WHAT IS REQUIRED> With the records below as your source, retype each line exactly from the top down to the line that contains "positive clicks: (209, 330) (268, 217)", and include that line.

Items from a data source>
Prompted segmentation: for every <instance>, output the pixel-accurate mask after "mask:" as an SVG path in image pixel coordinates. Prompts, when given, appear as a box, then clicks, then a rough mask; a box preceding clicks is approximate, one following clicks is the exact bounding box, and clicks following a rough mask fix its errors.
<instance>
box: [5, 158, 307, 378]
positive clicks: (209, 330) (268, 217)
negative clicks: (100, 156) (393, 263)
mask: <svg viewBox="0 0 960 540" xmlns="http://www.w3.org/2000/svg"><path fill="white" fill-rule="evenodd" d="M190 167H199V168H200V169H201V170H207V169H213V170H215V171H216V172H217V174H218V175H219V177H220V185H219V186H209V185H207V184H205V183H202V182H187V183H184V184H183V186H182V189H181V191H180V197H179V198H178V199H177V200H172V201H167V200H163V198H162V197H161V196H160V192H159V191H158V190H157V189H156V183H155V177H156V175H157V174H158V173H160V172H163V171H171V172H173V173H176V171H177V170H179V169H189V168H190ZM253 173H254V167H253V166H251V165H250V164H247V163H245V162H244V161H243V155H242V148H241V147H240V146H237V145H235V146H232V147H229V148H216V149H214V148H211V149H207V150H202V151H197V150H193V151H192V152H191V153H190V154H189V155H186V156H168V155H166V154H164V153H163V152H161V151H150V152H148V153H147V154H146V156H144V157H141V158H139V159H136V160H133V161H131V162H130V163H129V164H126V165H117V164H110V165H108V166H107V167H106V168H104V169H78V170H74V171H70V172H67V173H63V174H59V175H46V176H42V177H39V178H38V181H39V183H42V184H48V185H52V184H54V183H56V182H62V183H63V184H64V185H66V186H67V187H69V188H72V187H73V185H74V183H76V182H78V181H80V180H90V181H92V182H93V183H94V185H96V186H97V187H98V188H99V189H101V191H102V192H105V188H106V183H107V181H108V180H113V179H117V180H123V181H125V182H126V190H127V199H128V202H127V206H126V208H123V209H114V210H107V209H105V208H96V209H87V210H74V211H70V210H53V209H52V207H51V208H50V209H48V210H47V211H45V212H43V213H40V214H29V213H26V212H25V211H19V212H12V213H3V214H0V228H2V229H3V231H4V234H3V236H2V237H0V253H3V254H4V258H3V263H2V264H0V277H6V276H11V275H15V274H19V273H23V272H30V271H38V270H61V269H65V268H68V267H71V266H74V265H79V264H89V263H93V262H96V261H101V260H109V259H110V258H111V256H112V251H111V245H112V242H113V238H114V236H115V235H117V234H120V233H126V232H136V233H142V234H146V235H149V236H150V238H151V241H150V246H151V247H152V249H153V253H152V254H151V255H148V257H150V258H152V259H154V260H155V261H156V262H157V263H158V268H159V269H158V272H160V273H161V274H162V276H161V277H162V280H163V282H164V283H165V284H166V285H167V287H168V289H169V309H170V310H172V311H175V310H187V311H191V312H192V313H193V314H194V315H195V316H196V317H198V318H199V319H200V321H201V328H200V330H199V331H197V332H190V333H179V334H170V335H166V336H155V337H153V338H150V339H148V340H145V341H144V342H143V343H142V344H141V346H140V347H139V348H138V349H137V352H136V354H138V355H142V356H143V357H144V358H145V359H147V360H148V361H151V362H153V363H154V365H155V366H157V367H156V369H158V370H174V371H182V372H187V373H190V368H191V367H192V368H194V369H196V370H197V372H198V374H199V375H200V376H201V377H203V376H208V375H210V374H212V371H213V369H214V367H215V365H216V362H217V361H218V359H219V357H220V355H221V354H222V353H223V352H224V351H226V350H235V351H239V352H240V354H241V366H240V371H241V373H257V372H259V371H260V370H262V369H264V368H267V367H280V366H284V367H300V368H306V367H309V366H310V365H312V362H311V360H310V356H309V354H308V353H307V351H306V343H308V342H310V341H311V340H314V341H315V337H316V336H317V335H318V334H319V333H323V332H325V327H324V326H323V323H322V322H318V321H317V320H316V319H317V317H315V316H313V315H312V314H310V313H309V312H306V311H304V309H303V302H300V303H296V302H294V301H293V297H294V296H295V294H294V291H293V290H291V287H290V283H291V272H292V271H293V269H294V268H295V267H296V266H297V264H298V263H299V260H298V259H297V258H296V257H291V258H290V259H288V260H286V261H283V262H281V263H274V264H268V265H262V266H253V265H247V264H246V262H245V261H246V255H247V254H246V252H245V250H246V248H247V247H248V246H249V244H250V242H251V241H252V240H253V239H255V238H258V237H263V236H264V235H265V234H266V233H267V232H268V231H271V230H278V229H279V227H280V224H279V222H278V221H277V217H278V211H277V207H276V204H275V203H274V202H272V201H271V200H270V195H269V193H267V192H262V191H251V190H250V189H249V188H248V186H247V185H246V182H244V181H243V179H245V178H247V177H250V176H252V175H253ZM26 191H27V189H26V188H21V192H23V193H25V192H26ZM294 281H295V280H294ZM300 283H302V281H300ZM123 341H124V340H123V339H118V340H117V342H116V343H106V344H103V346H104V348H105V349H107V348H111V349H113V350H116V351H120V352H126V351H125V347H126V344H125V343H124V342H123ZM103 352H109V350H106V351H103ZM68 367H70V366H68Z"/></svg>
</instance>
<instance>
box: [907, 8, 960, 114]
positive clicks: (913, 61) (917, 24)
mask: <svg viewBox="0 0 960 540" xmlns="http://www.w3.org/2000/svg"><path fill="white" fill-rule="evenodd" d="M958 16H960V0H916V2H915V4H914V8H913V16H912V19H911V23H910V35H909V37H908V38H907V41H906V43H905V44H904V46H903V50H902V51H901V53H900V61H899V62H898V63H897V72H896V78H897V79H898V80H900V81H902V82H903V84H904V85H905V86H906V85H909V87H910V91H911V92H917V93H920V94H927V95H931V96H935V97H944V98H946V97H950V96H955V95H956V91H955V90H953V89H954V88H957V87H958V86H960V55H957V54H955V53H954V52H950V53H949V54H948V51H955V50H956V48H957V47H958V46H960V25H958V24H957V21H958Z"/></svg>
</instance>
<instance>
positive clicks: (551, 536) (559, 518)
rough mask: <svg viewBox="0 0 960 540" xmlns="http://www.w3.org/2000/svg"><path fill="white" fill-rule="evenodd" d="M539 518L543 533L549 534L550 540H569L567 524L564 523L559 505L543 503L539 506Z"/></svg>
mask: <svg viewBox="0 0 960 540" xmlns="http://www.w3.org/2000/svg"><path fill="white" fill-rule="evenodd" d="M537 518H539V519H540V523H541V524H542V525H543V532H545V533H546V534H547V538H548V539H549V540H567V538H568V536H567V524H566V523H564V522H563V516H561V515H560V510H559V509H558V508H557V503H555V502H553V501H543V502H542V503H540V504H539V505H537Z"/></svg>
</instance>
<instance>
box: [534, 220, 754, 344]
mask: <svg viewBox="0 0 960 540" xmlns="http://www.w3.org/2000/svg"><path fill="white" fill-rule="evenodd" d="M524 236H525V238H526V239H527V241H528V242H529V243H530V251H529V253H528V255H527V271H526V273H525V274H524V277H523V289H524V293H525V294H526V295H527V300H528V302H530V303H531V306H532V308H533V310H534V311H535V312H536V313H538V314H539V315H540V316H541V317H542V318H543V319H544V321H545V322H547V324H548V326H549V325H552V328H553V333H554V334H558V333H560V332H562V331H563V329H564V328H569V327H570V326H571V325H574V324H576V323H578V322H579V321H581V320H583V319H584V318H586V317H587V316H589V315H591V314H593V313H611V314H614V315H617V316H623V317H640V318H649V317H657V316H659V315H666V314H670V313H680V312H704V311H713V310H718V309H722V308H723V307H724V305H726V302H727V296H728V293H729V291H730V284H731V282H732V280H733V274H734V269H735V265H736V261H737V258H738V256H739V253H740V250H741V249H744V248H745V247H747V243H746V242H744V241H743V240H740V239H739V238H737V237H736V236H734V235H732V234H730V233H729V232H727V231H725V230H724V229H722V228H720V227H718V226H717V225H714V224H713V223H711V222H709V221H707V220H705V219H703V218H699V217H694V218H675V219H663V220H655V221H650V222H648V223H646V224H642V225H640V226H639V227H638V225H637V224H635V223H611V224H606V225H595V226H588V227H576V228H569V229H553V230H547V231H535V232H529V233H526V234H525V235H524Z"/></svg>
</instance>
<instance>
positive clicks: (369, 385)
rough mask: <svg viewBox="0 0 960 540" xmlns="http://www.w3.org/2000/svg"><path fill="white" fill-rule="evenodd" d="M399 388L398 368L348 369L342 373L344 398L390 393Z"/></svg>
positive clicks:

EXERCISE OUTPUT>
Prompted segmentation: for every <instance>, output the pixel-accurate mask after "mask:" as an SVG path in image pixel coordinates. Prompts, when given, appear as a box, then clicks, then a rough mask; a box preceding clicks is approximate, one following clicks is the exact bounding box, and clicks following a rough mask fix its errors.
<instance>
box: [5, 158, 307, 378]
positive clicks: (209, 330) (268, 217)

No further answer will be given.